Goal of the exercise - When you copy the entries, keep every word exactly as it stands.
++++ Source data
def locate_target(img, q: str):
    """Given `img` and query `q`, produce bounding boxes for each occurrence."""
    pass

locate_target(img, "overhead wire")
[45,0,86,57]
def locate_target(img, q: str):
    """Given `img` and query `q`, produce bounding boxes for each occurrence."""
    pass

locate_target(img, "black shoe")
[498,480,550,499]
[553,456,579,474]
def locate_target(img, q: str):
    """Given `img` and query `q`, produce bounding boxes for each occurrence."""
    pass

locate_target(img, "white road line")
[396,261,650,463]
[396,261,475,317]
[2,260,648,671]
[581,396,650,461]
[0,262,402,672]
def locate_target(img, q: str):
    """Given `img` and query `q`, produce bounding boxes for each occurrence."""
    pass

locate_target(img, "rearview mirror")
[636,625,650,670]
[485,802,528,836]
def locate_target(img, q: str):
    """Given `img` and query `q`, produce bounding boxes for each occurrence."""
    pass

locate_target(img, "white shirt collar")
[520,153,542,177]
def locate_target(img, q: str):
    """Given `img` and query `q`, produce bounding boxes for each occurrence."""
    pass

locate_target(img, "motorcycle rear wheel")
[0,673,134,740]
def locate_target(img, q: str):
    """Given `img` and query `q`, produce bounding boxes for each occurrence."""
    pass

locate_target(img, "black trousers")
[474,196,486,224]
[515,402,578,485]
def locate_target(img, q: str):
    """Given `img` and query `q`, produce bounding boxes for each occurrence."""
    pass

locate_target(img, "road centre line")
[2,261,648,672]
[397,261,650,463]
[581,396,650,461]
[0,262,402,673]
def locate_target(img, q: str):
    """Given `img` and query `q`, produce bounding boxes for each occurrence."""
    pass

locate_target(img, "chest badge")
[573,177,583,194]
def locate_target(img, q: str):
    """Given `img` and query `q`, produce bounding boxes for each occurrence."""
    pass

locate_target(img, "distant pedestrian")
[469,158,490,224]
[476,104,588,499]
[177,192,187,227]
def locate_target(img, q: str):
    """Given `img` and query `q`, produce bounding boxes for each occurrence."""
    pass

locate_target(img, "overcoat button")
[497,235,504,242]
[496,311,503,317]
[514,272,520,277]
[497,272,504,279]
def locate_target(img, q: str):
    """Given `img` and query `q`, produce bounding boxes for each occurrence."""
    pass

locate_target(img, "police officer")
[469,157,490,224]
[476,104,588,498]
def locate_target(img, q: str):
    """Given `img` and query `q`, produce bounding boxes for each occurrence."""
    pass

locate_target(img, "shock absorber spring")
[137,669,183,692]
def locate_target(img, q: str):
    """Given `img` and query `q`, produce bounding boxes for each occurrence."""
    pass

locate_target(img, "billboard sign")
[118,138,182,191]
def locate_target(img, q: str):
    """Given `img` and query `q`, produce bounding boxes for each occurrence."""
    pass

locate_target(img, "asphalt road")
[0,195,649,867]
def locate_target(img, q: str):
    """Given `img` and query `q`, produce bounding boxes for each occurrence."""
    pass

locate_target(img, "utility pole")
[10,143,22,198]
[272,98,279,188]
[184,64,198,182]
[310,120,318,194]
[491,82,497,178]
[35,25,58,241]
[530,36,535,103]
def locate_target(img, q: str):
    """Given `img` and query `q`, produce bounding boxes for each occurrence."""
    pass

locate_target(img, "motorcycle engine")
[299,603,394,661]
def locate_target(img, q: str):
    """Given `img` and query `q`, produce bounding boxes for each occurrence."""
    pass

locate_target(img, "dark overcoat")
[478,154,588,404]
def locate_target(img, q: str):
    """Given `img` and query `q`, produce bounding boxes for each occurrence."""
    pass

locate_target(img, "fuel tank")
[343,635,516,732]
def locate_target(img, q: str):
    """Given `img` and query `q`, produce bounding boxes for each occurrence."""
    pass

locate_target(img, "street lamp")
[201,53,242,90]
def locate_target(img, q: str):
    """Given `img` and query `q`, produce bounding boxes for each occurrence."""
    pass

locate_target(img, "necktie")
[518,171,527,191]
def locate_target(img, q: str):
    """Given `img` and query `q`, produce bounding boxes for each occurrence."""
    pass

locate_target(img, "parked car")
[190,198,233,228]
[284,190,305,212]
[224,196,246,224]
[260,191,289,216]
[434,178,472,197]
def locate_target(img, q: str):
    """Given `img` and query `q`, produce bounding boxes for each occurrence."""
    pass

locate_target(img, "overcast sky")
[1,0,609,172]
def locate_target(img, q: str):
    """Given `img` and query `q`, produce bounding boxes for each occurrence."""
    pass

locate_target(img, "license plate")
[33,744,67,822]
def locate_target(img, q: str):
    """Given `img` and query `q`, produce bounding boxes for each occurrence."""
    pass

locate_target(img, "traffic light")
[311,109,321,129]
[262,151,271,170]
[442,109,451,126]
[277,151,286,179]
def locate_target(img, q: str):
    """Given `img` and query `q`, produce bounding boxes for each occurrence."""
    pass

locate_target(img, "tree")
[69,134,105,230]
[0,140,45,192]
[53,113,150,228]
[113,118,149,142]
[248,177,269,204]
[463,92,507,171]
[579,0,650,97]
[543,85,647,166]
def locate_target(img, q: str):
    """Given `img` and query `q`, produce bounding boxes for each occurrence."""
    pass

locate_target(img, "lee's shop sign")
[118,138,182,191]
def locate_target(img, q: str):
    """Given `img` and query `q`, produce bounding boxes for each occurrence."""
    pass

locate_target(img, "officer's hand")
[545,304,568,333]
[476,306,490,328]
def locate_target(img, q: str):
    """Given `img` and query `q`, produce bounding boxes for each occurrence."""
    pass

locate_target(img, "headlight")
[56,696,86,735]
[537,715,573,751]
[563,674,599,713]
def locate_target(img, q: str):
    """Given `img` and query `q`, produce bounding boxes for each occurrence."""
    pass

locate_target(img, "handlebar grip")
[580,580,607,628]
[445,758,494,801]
++++++++
Your solution -
def locate_target(img, q: str):
    """Given `img` and query `q`, produce bounding boxes for each occurrence."""
    pass

locate_target(img, "overhead wire")
[45,0,86,57]
def locate_target(img, q: str):
    """Given `img` and query `q`, produce bounding boxes for each occurrence."""
    pass

locate_target(img, "black shoe")
[498,480,550,499]
[553,456,579,474]
def locate_target(img, q: str):
    """Given `img` and query `q`, produce bounding boxes for each occurrence."""
    pass

locate_target(img, "white road line")
[396,261,650,463]
[396,261,475,317]
[2,260,648,671]
[581,396,650,461]
[0,262,402,672]
def locate_target(img, q: str):
    """Given `img` and query `q`, produce bounding boxes for each occurrence."""
    pass

locate_target(img, "rearview mirror")
[636,625,650,670]
[485,802,528,836]
def locate_target(img, q: str):
    """Given `img` and query `q`, produce bounding boxes for each occurrence."""
    pass

locate_target(img, "white shirt collar")
[520,153,542,177]
def locate_target(img, q: str):
    """Given `img` and query `q`, produce bounding boxes for each occurrence."""
    pass

locate_target(img, "motorcycle rear wheel")
[0,673,134,740]
def locate_target(img, q: str):
    """Given `img` and query `q`, produce bounding boxes for each occurrence."""
    pass

locate_target(img, "black trousers")
[474,196,486,224]
[515,402,578,485]
def locate_target(img, q: str):
    """Given `img` and query `q`, produce bounding boxes for each occurrence."""
    pass

locate_target(img, "road centre line")
[2,261,648,672]
[397,261,650,463]
[581,396,650,461]
[0,262,402,673]
def locate_target(img, q: str):
    """Given `img` and query `q`, produce bounding boxes for each occurrence."""
    pass

locate_target(img, "chest badge")
[573,177,583,194]
def locate_target(img, q: str):
    """Given `img` and query `q`, produce bounding boxes for each occurrence."""
    pass

locate_target(img, "distant pedestrian")
[469,158,490,224]
[476,104,588,499]
[177,192,187,227]
def locate_target(img, q: str):
    """Given `img` and query `q`, produce bounding boxes for each occurrence."""
    pass

locate_target(img, "overcoat button")
[497,235,504,242]
[496,311,503,317]
[514,272,520,277]
[497,272,504,279]
def locate_target(img, q: str):
    """Given `img` and query `q`, produce bounding boxes for each occurrence."""
    pass

locate_target(img, "police officer")
[469,157,490,224]
[476,104,588,498]
def locate_target(img, q: str):
    """Given `img` and query `q`, produce bounding boxes for each occurrence."""
    pass

locate_target(img, "shock absorber spring")
[137,669,183,692]
def locate_target(img, q: str):
    """Given `img` and query `q`, produce bounding boxes for each occurrence."""
    pass

locate_target(img, "billboard sign")
[118,138,182,191]
def locate_target(img, q: str):
    """Given `img` and query `q`, produce bounding boxes for each occurrence."""
    pass

locate_target(img, "asphalt road")
[0,195,649,867]
def locate_target(img, q: str):
    """Given `img` and query `q`, produce bounding boxes for each occurrence."""
    pass

locate_target(img, "utility pole")
[10,143,22,198]
[272,98,279,188]
[184,64,198,182]
[310,120,318,194]
[491,82,497,178]
[35,25,58,241]
[530,36,535,103]
def locate_target(img, q: str):
    """Given `img` and query `q`, produce bounding boxes for each occurrence."""
    pass

locate_target(img, "motorcycle engine")
[299,603,394,661]
def locate_target(img, q: str):
    """Given `img` and query `q`, produce bounding boxes for each occurrence."""
    pass

locate_target(img, "dark overcoat")
[478,154,588,404]
def locate_target(img, q: str):
    """Given `img` and query `q`, produce bounding boxes for each occurrence."""
    pass

locate_target(img, "fuel tank")
[343,635,516,732]
def locate_target(img, q: str):
    """Given `img` and query `q`, produce bounding boxes for each occurrence."""
    pass

locate_target(img, "street lamp")
[201,53,242,90]
def locate_target(img, q: str):
    """Given `img` and query `q`, produce bounding boxes for each occurrence."""
    pass

locate_target(img, "necktie")
[518,171,527,191]
def locate_target(img, q: str):
    """Given `img` and query `q`, produce bounding boxes for each occurrence."""
    pass

locate_target(img, "parked car")
[190,198,233,228]
[284,190,305,212]
[224,196,246,224]
[260,191,289,216]
[434,178,472,197]
def locate_target(img, q: str):
    """Given `img` and query `q`, produce bounding boxes for each occurrence."""
    pass

locate_target(img, "overcast sky")
[1,0,609,172]
def locate_target(img, q: str):
    """Given `img` and query `q`, produce bounding boxes for each occurrence."""
    pass

locate_target(img, "license plate")
[33,744,67,822]
def locate_target(img, q: str):
    """Given `img` and query `q`, produce bounding boxes for each occurrence."""
    pass

locate_target(img, "traffic light")
[311,109,321,129]
[262,151,271,170]
[442,109,451,126]
[277,151,286,179]
def locate_target(img, q: str):
    """Given `img` and query `q`, produce bounding boxes for each occurrence."""
    pass

locate_target(img, "tree")
[69,134,105,230]
[0,140,45,192]
[53,113,150,228]
[113,118,149,142]
[248,177,269,204]
[463,92,507,171]
[579,0,650,97]
[543,85,647,166]
def locate_target(img, q: str):
    """Given `img` and query `q`, produce bounding boxes for each occurrence."""
    pass

locate_target(img, "lee's shop sign")
[118,138,182,191]
def locate_target(img, q: str):
    """Given `img` and query `q`, produce bounding boxes for each occurrence."""
    pass

locate_target(img, "officer's hand")
[545,304,568,333]
[476,306,490,328]
def locate_target(img, q: str):
    """Given `img` and query `q`, produce bounding boxes for each occurrence."""
    pass

locate_target(img, "headlight")
[56,696,86,735]
[537,715,573,751]
[563,674,599,713]
def locate_target(img, q: str):
    """Given `img` and query `q`, produce bounding boxes for each occurrence."""
    pass

locate_target(img, "handlebar grip")
[580,580,607,628]
[445,758,494,801]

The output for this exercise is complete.